Dataset excerpts:
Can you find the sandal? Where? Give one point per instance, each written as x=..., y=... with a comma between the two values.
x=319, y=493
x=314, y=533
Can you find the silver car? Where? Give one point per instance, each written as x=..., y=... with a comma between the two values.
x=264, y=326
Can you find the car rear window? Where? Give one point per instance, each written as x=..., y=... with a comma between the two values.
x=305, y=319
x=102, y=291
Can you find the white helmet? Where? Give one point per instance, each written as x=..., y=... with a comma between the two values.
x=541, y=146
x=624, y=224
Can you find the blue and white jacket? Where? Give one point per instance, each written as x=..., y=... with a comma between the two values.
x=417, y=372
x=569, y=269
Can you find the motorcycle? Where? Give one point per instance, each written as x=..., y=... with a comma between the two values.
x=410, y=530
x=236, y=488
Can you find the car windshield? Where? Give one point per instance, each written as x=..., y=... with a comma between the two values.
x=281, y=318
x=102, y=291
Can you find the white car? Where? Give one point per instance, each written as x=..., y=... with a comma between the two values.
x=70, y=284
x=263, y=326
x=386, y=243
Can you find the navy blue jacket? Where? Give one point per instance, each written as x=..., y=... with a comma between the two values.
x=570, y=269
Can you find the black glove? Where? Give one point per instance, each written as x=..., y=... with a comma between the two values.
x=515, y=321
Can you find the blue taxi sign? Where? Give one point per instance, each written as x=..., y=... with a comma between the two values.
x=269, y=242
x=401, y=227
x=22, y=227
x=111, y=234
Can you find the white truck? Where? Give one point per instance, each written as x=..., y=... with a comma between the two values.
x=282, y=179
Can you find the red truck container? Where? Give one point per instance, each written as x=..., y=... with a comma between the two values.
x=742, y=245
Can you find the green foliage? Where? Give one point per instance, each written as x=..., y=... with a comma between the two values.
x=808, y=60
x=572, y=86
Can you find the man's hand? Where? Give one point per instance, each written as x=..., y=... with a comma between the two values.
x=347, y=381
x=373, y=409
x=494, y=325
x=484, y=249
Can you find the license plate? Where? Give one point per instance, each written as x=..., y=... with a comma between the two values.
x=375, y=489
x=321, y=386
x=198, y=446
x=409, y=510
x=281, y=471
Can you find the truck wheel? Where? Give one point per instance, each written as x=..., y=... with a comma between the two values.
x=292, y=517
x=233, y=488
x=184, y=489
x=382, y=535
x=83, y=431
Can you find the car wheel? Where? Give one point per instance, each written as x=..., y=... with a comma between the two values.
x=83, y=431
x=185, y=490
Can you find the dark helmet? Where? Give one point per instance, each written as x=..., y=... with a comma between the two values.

Exercise instructions:
The answer should consist only of the lines from the one containing "Can you find the man's" through the last line of the data, given again exactly.

Written solution:
Can you find the man's hand? Where? Give one point per instance, each written as x=..., y=... with a comma between the two values.
x=347, y=381
x=373, y=409
x=494, y=325
x=484, y=249
Can you find the license plate? Where? Give one point per instance, each written as x=..., y=... with a comma between the two values.
x=375, y=489
x=321, y=386
x=198, y=446
x=409, y=510
x=281, y=471
Can you find the truck wheel? Where? Give one point per instance, each written as x=..., y=... with a comma between the two values.
x=292, y=517
x=233, y=488
x=184, y=489
x=382, y=535
x=83, y=431
Can you find the car wheel? Where? Give one point per instance, each written as x=..., y=... with a comma between the two values.
x=83, y=431
x=185, y=490
Can you find the dark helmet? Where? Give one point per instance, each written as x=..., y=... with a comma between the two values.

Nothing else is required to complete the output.